──────── Text block

A review of the 2007-2011 period of the California condor reintroduction program in northern Arizona and southern Utah was recently completed and identifies a number of successes, including an increase in the free-ranging population, consistent use of seasonal ranges by condors and an increased number of breeding pairs. However, exposure to lead contamination from animal carcasses and gut piles left in the field continues to limit the success of the program. The team made several recommendations to address the lead issue.
At the end of 2011, there were 73 free-ranging condors in the Southwest population – an increase of 16 birds during the review period (there are presently 76). A total of 41 captive-raised birds were released into the population. Ten chicks were wild-hatched during the 5-year period, and 7 of them died or went missing. An additional 24 adults died or went missing, and five birds were returned to captivity.
During this review period, the condor population began spending a greater portion of the year in southern Utah rather than staying in the vicinity of the Vermilion Cliffs release site or the Colorado River corridor.
As the wild population has matured, there has also been increased breeding activity with five to six pairs attempting to breed each year during this period and one to three chicks produced each year in Arizona.
Lead poisoning remains the primary diagnosed cause of mortality in the population. Lead poisoning cases occur predominantly in the fall and winter months and are associated with the big game hunting seasons, although incidents have occurred during the spring and summer and can often be attributed to varmints and dispatched domestic animals left in the field. Program biologists attempt to trap every bird in the free-flying population before and after hunting season. Between 85 to 97 percent of the population was tested for lead exposure during each year of the reporting period with 27 to 56 percent of those tested treated (chelated) for lead poisoning.
Since 2005, the Arizona Game and Fish Department has conducted a voluntary lead reduction program with 83 to 90 percent of successful Kaibab-area hunters voluntarily participating in the past five years. The Utah Division of Wildlife Resources initiated a voluntary non-lead ammunition program for the Zion Wildlife Management Unit in southern Utah in 2010, but plans to expand the effort this year to increase participation.

────────────────

Go on with the text about the California condor reintroduction program, picking up right after its last sentence. You won't need the entries that come after this text.

──────── Dataset excerpts

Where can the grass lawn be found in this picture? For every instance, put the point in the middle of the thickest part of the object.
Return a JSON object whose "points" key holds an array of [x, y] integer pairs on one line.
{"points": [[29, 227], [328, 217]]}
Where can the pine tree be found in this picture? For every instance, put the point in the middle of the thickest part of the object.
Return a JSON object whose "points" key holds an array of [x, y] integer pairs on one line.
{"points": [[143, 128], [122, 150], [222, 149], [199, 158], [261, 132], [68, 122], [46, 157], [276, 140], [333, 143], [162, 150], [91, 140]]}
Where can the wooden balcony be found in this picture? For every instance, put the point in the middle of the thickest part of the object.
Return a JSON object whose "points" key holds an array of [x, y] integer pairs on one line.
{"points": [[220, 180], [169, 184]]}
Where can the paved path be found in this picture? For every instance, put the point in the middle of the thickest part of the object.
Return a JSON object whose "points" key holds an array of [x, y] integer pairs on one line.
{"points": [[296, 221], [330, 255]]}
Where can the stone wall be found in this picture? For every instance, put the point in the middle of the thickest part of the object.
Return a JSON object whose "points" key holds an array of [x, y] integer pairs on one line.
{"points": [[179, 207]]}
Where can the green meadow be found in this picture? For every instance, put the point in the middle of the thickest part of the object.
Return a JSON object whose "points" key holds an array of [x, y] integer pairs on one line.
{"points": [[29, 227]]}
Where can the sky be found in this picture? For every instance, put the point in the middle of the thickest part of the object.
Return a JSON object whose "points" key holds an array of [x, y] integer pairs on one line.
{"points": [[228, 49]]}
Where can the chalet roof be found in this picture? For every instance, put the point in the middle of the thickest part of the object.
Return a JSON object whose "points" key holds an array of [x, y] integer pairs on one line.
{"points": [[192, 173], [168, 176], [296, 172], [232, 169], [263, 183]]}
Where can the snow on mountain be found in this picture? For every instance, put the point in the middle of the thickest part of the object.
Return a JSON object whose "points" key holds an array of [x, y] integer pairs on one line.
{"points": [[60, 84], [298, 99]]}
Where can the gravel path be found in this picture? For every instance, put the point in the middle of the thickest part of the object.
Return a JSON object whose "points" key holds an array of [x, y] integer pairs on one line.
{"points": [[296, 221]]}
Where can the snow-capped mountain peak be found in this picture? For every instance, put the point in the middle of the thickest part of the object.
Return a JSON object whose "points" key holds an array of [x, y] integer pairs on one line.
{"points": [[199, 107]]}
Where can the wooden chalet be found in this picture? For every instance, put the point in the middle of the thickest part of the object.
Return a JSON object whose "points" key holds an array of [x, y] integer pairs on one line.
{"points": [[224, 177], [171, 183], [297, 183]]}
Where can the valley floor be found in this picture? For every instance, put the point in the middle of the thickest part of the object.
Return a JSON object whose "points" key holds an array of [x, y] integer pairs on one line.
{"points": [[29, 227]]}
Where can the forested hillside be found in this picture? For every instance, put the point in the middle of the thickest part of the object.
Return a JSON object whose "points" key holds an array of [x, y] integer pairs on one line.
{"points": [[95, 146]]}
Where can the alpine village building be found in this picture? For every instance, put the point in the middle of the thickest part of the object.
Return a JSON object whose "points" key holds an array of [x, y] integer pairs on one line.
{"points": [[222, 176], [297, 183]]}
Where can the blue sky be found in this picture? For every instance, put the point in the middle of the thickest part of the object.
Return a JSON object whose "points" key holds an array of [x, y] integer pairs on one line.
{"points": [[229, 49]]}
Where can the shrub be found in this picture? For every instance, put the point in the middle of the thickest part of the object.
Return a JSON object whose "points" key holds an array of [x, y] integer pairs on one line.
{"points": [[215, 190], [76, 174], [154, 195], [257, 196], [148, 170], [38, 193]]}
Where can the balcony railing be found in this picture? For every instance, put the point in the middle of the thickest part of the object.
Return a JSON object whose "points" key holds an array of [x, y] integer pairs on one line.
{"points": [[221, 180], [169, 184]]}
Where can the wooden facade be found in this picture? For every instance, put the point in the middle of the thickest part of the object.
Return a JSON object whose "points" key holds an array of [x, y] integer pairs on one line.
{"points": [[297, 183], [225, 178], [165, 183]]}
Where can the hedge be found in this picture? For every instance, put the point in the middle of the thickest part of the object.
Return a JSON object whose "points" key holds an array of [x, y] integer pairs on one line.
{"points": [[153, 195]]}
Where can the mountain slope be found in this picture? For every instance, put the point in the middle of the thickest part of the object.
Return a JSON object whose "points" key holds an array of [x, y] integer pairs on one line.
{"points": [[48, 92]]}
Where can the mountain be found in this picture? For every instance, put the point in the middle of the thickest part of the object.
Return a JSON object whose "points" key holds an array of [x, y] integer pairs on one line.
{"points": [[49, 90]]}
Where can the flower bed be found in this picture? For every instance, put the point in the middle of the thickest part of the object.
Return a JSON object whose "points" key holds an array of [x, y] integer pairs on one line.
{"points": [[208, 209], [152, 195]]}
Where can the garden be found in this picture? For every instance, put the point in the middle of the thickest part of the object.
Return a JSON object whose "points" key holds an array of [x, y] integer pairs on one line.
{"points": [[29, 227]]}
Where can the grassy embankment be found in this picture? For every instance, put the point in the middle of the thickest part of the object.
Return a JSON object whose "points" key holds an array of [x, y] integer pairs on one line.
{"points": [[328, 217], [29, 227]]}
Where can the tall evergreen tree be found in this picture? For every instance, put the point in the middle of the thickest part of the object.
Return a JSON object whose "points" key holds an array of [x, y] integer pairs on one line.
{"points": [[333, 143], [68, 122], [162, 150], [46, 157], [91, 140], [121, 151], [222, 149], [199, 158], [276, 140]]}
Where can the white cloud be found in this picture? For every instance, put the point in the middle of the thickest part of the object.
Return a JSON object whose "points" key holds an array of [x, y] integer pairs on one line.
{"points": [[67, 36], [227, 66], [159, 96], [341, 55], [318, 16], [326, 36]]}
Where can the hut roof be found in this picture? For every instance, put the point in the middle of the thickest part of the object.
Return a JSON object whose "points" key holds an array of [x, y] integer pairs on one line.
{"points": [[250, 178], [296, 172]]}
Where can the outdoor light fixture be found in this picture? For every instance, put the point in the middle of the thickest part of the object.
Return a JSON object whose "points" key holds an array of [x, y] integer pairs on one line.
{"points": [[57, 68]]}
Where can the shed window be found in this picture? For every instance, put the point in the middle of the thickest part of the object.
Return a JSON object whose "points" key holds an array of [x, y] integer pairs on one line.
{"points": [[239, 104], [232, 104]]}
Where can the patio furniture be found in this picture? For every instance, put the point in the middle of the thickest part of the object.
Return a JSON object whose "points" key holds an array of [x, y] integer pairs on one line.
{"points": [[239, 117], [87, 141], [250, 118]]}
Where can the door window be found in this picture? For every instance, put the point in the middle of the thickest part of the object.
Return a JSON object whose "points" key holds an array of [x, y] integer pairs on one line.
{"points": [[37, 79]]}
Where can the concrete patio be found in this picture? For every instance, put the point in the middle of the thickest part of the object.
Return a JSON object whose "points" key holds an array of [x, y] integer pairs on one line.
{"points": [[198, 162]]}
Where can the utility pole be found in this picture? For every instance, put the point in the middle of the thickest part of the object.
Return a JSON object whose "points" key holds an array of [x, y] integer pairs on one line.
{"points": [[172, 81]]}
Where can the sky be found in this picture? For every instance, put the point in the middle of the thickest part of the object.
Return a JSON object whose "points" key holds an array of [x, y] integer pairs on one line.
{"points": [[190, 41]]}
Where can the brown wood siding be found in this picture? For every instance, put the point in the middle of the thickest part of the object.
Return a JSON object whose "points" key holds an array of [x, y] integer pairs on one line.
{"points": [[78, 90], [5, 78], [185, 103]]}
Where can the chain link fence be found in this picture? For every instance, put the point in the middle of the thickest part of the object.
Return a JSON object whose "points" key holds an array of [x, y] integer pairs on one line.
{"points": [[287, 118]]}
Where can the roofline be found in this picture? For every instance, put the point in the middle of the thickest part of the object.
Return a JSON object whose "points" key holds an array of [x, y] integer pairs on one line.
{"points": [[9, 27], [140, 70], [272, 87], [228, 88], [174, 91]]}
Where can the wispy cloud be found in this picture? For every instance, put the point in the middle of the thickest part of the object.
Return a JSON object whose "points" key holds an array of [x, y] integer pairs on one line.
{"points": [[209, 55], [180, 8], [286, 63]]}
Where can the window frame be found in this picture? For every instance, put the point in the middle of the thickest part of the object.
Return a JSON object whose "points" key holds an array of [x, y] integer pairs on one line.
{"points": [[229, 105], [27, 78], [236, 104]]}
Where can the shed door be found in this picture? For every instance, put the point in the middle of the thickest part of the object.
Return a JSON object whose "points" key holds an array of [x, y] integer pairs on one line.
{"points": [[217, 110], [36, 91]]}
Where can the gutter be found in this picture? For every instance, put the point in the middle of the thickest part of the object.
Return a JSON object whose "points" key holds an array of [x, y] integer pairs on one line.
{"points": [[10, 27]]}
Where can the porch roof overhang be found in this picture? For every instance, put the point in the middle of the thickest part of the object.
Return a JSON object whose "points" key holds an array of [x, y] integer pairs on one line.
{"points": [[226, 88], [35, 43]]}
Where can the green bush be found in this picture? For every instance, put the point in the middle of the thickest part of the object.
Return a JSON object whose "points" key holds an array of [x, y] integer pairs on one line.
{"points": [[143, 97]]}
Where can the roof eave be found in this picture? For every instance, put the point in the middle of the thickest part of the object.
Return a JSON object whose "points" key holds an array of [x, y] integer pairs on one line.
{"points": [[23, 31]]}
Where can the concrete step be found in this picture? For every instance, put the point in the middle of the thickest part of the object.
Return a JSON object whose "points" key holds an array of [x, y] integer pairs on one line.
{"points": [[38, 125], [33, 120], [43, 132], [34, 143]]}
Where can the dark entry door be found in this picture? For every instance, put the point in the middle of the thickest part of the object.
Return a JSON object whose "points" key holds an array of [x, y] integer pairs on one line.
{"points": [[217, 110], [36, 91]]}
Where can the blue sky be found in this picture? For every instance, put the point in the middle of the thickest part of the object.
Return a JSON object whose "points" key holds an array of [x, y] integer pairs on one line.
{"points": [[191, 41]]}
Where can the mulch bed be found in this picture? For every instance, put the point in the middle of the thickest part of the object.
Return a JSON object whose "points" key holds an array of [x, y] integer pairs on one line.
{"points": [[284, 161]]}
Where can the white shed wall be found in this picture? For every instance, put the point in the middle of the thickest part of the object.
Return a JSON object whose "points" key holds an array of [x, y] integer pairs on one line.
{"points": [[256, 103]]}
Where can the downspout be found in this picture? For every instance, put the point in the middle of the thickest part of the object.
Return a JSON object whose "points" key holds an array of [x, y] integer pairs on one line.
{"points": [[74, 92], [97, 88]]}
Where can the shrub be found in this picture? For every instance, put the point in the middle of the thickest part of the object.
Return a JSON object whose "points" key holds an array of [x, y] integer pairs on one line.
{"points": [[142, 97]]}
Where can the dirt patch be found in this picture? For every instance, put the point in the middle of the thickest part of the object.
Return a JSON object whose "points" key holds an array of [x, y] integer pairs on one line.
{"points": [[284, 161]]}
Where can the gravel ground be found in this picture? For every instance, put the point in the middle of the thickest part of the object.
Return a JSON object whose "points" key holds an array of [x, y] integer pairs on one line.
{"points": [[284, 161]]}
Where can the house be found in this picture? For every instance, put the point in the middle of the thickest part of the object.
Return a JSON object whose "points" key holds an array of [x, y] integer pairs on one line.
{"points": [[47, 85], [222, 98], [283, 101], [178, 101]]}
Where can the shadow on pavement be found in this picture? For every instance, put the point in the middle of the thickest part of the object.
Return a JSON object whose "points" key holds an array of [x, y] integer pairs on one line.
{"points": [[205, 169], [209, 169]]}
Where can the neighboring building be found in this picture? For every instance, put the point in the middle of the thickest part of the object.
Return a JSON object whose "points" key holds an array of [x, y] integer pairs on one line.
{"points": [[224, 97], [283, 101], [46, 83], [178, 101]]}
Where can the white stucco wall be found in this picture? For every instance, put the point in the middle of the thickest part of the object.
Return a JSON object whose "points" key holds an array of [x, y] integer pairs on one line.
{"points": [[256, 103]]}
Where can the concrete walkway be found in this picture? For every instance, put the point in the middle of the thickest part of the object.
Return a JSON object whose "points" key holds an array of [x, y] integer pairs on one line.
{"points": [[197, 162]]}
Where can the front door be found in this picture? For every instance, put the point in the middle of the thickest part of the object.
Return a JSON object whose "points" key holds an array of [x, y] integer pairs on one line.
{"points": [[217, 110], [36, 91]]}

────────────────

* [Task answer]
In the spirit and intent of the Endangered Species Act 10(j) non-essential, experimental population rule establishing the Southwest condor population, the review team believes that addressing lead-caused mortality would enhance the success of the program, but such efforts should be voluntary.
The team did not recommend removing and relocating the condors in the Southwest population to California or Mexico as those areas do not afford any greater realized protection than the release area in the Southwest. Ultimately, the reintroduction partners will seriously consider withdrawing support for condor reintroduction efforts in the Southwest if, by the end of 2016, a reduction of extreme lead exposures (blood lead levels) is not achieved and a declining trend in diagnosed lead related mortality and morbidity is not observed.
The review was conducted by the program partners (the team) including the U.S. Fish and Wildlife Service, Arizona Game and Fish Department, Utah Division of Wildlife Resources, The Peregrine Fund, Grand Canyon National Park, Bureau of Land Management and many others.
The experimental Southwest condor reintroduction project began with the release of six condors at the Vermilion Cliffs in Arizona in 1996. This is the third 5-year review of the program.
The goal of the California Condor Recovery Plan is to establish two geographically separate, self-sustaining populations: a primary population in California and the other outside of California, each with 150 birds and at least 15 breeding pairs.